▶ [Extract provided]:
ENGL 10203: Writing & Rhetoric

Writing and Rhetoric is an introductory course that explores the relationship of rhetorical theory to past and contemporary forms of written communication, both digital and offline. Students will use the tools of rhetoric to analyze writing, write persuasively, and think critically about both contemporary and classical rhetorics across an array of cultural contexts. 


In this course, I focus on walking students through primary sources, influential works within the history of rhetoric, as well as situating them within their historical and social contexts. Our assignments consist of readign questions ahead of each class day, which involves a combination of lecture and discussion. Students also write weekly reflections, relating any remaining content questions, interesting quotes from the week, connections of course content to 'real life,' and any advice for adjusting my approach. I assess their learning in a multiple choice and prompt-response exam following each unit, which is modeled on my own comprehensive doctoral exams.

I change the specific assigned readings each semester, this semester was “Middle Ages to Modernity”; beginning with the End of Antiquity, this course traced rhetoric, through the development of Christianity, the monastic tradition (which became the university), the Renaissance, and the Enlightenment to the 20th century.

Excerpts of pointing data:
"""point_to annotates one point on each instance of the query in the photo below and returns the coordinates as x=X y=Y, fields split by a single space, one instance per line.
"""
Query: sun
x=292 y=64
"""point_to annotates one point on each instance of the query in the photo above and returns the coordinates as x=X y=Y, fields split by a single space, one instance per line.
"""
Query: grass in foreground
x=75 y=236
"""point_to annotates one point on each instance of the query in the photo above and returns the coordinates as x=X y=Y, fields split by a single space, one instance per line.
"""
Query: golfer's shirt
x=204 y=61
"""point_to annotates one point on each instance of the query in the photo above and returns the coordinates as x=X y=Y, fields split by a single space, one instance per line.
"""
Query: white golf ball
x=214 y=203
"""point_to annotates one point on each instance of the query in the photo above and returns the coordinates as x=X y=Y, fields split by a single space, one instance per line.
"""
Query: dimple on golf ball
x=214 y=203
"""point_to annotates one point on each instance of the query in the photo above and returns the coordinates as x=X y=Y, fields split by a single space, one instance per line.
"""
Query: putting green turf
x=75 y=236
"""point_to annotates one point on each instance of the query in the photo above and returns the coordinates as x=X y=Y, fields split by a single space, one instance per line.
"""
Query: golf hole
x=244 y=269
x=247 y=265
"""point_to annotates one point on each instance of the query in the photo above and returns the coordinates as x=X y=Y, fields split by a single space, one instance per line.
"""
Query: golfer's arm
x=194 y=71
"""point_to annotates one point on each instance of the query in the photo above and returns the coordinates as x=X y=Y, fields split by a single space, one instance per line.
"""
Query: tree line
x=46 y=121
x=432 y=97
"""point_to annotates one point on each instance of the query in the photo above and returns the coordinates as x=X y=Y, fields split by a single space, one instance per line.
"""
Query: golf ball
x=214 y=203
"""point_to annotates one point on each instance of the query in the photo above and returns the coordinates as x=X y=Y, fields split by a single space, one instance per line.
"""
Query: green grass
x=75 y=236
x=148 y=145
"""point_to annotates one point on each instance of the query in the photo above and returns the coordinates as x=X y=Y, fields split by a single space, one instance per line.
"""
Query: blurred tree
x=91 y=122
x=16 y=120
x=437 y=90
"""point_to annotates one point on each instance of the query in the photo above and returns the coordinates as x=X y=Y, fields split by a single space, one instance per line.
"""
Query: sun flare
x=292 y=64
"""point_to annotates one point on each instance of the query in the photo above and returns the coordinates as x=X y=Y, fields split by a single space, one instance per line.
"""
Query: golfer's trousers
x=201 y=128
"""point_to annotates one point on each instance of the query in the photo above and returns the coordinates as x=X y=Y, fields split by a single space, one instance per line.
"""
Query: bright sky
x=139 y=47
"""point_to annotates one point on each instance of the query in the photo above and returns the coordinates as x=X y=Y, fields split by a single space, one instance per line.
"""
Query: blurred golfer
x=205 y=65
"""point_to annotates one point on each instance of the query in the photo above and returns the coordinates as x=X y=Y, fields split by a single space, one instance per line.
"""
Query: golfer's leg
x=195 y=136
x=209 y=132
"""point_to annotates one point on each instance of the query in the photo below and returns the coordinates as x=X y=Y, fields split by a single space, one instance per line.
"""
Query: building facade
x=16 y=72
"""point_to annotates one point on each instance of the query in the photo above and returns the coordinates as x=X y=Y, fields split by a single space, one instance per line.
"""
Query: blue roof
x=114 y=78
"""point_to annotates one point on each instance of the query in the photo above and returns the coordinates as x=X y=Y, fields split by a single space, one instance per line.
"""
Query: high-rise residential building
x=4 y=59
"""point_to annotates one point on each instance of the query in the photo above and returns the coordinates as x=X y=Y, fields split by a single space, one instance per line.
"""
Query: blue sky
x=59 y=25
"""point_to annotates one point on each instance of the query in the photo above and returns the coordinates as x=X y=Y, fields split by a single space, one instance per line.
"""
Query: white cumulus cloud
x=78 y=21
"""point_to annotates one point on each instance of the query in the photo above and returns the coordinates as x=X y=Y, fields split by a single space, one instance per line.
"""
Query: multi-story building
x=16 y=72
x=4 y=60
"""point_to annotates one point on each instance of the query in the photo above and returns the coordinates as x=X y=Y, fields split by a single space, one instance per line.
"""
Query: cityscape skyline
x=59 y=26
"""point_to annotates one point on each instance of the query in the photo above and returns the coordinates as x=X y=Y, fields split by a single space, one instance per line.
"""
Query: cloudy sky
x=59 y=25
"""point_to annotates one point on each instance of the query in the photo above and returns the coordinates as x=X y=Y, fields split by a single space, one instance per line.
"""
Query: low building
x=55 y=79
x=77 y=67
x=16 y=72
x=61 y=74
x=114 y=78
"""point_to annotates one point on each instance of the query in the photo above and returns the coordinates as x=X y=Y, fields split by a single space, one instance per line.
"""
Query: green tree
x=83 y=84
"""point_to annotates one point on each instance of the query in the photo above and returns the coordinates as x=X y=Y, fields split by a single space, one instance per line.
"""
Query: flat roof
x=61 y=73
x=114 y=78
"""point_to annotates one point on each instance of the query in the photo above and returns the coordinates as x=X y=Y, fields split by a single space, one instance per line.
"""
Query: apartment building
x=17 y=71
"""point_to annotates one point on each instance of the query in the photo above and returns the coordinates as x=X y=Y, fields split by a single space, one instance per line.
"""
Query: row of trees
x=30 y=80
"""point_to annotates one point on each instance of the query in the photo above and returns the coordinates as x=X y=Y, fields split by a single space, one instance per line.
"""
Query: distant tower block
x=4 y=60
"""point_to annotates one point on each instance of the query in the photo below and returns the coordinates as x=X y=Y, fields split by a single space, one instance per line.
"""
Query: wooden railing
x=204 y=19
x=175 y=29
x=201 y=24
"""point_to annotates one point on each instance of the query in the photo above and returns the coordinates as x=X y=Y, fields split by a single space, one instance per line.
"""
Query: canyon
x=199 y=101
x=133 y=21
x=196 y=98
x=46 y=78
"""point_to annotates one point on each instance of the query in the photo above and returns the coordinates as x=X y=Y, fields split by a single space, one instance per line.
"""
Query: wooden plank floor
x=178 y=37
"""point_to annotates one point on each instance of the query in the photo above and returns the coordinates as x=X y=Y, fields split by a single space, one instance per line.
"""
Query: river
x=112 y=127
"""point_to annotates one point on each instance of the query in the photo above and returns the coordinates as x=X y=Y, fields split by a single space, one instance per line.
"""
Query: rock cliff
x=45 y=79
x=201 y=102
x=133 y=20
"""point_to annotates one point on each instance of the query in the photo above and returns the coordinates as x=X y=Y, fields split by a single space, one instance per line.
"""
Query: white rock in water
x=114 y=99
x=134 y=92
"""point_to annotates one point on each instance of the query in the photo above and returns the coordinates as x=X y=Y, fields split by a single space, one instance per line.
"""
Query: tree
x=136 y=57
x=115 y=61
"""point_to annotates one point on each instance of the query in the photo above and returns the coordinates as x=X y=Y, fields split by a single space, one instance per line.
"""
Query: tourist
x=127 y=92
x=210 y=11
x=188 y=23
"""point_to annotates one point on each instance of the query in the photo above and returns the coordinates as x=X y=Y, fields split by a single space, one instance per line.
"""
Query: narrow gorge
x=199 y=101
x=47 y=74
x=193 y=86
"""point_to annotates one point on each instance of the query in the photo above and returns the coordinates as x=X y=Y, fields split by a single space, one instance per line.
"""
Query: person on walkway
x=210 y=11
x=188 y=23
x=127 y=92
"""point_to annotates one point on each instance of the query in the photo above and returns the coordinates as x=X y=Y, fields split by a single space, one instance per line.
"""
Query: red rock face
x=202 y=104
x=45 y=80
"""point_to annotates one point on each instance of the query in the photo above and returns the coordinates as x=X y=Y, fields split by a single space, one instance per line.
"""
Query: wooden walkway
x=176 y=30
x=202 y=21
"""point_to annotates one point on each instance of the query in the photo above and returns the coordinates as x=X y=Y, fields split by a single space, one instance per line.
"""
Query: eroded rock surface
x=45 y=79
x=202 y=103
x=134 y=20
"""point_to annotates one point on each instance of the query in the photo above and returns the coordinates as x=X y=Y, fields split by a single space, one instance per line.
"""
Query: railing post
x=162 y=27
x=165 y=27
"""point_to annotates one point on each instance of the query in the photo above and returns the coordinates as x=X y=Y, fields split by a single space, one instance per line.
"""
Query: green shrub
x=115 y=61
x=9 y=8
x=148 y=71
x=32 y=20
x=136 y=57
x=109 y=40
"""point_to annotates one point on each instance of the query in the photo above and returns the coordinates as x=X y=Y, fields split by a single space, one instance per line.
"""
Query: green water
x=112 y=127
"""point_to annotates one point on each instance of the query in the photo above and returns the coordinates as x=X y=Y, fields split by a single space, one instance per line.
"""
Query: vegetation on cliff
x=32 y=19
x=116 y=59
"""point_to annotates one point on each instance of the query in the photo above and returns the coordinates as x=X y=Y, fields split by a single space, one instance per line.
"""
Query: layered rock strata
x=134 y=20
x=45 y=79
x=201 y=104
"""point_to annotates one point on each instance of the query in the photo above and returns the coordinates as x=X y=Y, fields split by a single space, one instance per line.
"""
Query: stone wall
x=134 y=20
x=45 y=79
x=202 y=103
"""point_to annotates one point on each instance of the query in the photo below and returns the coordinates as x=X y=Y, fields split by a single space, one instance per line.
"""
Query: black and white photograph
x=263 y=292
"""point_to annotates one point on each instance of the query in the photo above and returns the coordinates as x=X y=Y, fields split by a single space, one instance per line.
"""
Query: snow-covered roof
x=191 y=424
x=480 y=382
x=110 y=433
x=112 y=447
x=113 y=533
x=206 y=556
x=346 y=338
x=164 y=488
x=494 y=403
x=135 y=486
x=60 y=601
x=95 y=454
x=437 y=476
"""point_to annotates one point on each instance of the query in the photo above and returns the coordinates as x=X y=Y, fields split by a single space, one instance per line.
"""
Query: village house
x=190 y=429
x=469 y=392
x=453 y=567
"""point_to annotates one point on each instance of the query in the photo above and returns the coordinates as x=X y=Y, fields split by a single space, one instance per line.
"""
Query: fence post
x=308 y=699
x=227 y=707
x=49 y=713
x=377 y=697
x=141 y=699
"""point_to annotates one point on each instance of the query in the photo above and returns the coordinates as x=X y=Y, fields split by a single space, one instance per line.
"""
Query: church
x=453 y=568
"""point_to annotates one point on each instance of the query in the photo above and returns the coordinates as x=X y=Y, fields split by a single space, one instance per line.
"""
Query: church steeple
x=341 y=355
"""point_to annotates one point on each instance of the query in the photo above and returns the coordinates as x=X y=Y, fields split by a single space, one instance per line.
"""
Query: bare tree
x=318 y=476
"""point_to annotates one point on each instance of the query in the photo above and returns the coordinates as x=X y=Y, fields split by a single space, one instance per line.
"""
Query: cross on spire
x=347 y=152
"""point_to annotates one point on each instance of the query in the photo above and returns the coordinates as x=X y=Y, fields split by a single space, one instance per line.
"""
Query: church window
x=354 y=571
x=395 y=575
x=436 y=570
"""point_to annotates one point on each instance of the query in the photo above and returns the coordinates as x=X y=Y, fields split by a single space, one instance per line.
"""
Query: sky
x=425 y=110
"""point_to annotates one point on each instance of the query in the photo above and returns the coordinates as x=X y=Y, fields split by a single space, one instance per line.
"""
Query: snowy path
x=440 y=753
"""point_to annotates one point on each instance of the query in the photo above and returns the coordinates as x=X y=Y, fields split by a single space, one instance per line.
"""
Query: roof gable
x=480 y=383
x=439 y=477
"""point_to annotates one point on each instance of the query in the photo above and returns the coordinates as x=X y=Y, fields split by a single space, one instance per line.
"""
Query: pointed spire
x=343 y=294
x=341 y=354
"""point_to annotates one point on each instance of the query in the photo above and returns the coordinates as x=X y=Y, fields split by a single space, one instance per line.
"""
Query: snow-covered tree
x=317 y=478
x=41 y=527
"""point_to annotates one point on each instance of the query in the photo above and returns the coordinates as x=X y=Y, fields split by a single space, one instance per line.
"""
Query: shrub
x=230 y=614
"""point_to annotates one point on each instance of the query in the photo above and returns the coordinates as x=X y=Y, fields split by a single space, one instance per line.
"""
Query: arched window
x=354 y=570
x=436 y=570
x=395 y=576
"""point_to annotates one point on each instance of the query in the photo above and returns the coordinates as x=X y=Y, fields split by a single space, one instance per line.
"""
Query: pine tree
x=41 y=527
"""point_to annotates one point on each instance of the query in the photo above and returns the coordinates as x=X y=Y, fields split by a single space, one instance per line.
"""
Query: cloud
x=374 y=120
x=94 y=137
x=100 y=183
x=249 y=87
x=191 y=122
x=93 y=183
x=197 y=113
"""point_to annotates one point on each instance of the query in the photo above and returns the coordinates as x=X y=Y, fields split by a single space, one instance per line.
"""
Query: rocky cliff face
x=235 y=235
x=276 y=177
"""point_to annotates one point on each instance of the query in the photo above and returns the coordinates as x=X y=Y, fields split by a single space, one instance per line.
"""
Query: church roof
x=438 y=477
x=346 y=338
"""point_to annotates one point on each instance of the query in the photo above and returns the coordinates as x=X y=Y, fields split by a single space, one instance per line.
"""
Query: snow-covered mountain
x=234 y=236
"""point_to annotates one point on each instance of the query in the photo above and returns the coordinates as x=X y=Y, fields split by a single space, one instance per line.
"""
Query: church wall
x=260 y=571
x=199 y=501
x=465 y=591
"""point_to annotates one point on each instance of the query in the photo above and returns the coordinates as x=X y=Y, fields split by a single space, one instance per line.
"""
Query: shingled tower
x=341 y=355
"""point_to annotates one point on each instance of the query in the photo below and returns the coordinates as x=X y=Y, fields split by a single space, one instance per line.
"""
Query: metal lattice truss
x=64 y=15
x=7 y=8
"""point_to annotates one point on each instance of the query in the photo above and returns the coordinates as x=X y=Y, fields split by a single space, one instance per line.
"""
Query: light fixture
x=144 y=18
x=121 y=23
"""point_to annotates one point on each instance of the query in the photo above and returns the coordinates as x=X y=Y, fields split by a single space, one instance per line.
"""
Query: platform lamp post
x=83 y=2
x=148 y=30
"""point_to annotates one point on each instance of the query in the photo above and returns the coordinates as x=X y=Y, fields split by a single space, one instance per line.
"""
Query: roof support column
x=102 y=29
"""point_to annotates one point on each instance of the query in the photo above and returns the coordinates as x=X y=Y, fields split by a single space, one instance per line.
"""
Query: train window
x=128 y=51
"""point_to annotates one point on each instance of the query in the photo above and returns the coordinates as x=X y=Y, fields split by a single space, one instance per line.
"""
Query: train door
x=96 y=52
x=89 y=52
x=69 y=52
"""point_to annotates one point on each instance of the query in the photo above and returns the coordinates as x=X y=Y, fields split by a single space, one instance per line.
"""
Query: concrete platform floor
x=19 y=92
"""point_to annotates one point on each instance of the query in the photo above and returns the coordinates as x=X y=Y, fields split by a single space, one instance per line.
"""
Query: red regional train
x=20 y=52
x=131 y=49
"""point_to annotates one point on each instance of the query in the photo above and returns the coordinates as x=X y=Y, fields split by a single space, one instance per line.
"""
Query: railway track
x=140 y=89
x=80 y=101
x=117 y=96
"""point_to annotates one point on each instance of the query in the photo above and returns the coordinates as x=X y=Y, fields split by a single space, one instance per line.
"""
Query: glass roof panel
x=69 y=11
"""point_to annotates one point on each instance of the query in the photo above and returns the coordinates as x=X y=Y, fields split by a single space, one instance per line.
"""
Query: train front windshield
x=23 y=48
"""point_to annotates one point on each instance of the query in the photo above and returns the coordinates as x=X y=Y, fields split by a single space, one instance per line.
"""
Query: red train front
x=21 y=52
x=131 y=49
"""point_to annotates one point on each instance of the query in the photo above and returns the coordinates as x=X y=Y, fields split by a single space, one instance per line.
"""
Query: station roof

▶ [Exercise task]:
Rewrite the stretch of the course description from "ENGL 10203: Writing" through "of cultural contexts.", putting "entry-level course" in place of "introductory course".

▶ [Solved exercise]:
ENGL 10203: Writing & Rhetoric

Writing and Rhetoric is an entry-level course that explores the relationship of rhetorical theory to past and contemporary forms of written communication, both digital and offline. Students will use the tools of rhetoric to analyze writing, write persuasively, and think critically about both contemporary and classical rhetorics across an array of cultural contexts.